Show every line of the data below that contains the string "spaces". Case counts.
======== Exercise inputs
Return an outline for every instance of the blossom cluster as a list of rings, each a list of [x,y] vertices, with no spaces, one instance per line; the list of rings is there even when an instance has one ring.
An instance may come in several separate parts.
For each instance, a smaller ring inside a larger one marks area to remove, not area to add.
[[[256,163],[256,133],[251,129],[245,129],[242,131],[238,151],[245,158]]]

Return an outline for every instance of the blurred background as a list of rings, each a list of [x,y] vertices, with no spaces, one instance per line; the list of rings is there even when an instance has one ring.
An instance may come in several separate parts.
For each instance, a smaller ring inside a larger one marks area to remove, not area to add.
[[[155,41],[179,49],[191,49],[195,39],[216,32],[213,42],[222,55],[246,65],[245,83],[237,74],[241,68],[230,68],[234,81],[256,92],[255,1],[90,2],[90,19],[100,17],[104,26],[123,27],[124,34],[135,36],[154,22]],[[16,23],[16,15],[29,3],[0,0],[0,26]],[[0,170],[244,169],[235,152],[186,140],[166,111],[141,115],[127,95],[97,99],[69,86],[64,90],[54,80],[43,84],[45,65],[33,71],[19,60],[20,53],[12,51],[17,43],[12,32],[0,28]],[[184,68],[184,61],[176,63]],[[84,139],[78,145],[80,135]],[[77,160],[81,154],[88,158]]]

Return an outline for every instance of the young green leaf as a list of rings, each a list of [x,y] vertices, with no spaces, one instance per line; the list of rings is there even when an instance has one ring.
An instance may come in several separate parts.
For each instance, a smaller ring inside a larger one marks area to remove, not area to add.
================
======== Exercise inputs
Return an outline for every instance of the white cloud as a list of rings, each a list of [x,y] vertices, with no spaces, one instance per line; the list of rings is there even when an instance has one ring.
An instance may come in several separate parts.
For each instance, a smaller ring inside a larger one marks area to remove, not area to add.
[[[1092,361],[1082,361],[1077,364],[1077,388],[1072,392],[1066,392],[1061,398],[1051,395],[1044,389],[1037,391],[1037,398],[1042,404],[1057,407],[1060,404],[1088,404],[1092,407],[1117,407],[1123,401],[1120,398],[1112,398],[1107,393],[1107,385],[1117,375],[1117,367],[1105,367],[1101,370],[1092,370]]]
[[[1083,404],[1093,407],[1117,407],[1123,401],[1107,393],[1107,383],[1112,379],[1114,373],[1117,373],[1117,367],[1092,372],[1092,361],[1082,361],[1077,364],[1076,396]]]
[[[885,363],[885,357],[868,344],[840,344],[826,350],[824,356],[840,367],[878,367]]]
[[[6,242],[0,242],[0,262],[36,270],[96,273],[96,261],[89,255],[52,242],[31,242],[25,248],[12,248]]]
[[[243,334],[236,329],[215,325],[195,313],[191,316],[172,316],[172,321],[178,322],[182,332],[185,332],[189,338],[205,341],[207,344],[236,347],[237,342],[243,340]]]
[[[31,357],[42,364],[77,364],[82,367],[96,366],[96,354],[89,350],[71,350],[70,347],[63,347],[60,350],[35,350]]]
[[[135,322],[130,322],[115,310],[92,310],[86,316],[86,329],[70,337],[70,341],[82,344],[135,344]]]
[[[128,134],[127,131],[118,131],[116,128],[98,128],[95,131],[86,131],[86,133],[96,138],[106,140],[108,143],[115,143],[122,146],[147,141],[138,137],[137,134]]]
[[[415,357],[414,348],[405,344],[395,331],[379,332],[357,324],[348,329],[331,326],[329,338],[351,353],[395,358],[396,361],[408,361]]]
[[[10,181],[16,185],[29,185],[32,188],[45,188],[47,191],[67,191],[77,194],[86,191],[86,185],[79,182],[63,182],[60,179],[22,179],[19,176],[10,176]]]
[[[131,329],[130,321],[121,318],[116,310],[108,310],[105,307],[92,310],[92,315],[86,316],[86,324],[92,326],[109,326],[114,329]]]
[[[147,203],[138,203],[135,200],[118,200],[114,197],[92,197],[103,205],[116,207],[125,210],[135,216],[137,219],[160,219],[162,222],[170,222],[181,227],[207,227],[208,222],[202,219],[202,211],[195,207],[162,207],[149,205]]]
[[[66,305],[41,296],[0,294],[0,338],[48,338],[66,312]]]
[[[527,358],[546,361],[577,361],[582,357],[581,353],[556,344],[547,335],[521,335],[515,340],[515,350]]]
================
In response ▸
Return an outline for every instance of the blossom cluster as a list of rings, each a list of [x,y] vertices, with no spaces, one instance per line; the list of rings is there even when an instance has one ring.
Return an outline for every instance of the blurred background as a list of rings, each a list of [x,y] vertices, with no spaces, one instance per line; the list of rings is there even when an instance has one ring.
Return an outline for every instance of the young green leaf as a list of rings, each a list of [x,y] vertices, with no spaces, one instance per line; the list of rings is there even when an instance has one ring.
Return an outline for every instance of the white cloud as a list of rings, each a list of [x,y] vertices, with no spaces, one instance per line; the list of rings is there even when an instance has one ring.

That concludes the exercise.